Prompt:
Reproduce, unchanged, the stretch of the material below from the line containing "task: segment every" through the last line of the material, including both ends.

Material to process:
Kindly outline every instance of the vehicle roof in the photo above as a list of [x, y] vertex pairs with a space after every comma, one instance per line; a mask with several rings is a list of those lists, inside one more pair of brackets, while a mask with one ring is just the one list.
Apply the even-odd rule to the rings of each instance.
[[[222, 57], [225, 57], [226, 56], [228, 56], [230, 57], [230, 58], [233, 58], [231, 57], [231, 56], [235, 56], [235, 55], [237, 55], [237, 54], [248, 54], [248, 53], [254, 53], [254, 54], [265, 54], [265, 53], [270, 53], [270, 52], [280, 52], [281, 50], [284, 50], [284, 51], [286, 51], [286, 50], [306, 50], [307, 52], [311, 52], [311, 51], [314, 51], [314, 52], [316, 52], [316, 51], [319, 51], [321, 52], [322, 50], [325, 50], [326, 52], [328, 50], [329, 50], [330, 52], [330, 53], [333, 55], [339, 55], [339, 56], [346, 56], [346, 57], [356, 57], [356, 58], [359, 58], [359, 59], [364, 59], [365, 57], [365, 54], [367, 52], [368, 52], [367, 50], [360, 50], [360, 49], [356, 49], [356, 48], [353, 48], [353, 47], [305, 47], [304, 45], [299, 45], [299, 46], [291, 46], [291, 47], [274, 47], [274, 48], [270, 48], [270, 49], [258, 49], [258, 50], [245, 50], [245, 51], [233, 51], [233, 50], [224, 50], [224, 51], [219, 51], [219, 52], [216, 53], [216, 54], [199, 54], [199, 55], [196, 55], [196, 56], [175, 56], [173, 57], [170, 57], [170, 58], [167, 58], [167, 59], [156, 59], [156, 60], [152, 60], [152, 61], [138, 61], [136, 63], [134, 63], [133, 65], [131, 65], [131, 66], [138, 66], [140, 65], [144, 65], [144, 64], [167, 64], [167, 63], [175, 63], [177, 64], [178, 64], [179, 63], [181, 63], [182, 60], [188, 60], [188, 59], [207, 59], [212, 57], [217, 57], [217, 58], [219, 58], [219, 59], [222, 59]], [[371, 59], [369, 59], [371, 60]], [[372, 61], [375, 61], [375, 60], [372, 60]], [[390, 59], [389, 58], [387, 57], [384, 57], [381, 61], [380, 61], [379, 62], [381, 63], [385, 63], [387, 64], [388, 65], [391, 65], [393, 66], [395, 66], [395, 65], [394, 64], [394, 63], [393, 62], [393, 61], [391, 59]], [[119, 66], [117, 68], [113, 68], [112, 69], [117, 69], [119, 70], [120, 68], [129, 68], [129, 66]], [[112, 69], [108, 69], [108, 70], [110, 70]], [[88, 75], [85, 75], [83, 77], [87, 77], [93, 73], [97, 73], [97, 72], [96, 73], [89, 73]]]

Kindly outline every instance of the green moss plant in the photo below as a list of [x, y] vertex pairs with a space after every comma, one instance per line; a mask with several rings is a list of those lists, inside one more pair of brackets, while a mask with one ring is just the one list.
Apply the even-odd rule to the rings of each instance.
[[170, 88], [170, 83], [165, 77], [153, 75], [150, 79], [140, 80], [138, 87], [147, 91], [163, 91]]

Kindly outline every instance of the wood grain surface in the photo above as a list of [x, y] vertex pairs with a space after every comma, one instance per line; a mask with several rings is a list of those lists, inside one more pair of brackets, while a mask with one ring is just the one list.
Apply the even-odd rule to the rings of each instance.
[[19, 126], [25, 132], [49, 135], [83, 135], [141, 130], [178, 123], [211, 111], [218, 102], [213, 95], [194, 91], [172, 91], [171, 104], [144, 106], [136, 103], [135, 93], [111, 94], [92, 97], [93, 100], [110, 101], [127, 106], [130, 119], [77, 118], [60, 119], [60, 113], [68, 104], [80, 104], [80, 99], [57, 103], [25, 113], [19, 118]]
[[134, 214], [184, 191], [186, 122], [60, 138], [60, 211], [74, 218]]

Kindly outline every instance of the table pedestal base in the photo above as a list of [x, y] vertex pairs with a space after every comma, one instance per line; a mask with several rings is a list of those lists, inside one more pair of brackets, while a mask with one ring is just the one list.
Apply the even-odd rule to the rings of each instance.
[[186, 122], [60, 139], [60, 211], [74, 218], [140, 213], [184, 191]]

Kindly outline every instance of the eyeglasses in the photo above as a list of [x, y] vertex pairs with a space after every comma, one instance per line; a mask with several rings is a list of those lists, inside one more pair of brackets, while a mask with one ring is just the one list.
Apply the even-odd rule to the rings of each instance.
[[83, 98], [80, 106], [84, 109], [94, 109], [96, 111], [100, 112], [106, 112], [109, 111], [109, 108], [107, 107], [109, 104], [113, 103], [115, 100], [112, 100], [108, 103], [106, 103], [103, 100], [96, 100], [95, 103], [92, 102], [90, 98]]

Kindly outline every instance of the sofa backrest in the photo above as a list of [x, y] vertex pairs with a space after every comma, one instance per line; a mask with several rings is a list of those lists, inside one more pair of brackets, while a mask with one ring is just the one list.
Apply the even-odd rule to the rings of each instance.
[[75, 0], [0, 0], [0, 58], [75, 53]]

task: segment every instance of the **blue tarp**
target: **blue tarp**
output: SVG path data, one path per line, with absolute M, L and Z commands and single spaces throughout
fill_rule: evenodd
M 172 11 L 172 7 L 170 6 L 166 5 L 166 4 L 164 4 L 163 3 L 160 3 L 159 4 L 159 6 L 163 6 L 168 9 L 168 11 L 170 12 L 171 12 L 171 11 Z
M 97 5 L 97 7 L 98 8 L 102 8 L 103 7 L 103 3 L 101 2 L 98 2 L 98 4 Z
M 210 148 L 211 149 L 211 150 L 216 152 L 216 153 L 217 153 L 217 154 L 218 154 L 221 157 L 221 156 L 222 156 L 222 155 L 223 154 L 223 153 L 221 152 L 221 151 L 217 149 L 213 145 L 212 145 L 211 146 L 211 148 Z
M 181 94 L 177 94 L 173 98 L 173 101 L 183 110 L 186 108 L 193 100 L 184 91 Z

Answer to this exercise:
task: segment every instance of the **blue tarp**
target: **blue tarp**
output: SVG path data, one path per line, with absolute M, L and Z commands and single spaces throughout
fill_rule: evenodd
M 172 11 L 172 7 L 170 6 L 166 5 L 166 4 L 164 4 L 163 3 L 160 3 L 159 4 L 159 6 L 163 6 L 168 9 L 168 11 L 170 12 L 171 12 L 171 11 Z
M 97 5 L 97 7 L 98 8 L 102 8 L 103 7 L 103 3 L 101 2 L 98 2 L 98 4 Z
M 210 148 L 211 149 L 211 150 L 216 152 L 216 153 L 217 153 L 217 154 L 218 154 L 221 157 L 221 156 L 222 156 L 222 155 L 223 154 L 223 153 L 221 152 L 221 151 L 217 149 L 213 145 L 212 145 L 211 146 L 211 148 Z
M 181 94 L 177 94 L 173 98 L 173 101 L 183 110 L 186 108 L 193 100 L 184 91 Z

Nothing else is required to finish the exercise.